▶ [目標 1] 請逐一列出下方資料中含有字串“blue”的每一行。

▶ [文件段落]

宮崎駿導演的動畫電影《千與千尋》自2001年7月在日本上映以來,至今人氣不減,吸引了眾多觀眾,票房收入更超過300億日元(約合18億元人民幣),為日本歷代電影票房排行之首,這個紀錄至今(2016年)仍未被打破。《千與千尋》不僅在日本國內受到好評,在國際上也榮獲了第52屆柏林國際電影節金熊獎和第75屆奧斯卡最佳動畫長片獎。2016年8月英國BBC公布的“21世紀最偉大的100部電影”中,《千與千尋》位居第四。

基於點位的標註資料
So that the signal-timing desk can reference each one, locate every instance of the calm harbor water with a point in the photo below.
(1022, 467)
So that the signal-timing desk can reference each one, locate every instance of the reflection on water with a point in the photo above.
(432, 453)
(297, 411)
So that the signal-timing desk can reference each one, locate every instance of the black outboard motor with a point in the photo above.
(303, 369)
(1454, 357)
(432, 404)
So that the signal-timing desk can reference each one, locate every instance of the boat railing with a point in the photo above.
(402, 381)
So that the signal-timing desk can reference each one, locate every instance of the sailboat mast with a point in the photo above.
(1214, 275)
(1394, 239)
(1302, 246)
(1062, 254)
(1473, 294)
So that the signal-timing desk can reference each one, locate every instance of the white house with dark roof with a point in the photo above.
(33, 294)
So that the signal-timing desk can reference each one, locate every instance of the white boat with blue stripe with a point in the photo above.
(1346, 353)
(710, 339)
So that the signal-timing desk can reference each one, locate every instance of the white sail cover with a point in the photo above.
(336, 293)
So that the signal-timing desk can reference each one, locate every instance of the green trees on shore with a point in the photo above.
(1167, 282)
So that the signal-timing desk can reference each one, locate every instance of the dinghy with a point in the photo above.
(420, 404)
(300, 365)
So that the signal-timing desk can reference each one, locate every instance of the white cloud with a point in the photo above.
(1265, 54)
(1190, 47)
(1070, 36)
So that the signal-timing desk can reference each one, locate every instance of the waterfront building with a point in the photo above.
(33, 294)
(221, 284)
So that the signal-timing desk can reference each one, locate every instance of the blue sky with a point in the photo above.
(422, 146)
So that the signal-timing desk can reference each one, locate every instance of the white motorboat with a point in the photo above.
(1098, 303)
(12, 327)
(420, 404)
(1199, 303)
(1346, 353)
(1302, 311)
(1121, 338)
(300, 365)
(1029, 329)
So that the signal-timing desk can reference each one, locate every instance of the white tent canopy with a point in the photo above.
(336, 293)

▶ [目標 2] 依據上述關於《千與千尋》的文字，判斷下列各項陳述是否相符，並分別引用文中起決定作用的原文：(a) 該片於2001年7月在日本上映；(b) 該片獲得第52屆柏林國際電影節金熊獎；(c) 在BBC公布的榜單中，該片位居第三。

▶ [正確答案 1]
So that the signal-timing desk can reference each one, locate every instance of the white boat with blue stripe with a point in the photo above.
So that the signal-timing desk can reference each one, locate every instance of the blue sky with a point in the photo above.

▶ [正確答案 2]
(a) 是：“自2001年7月在日本上映以來”
(b) 是：“榮獲了第52屆柏林國際電影節金熊獎”
(c) 否：“《千與千尋》位居第四”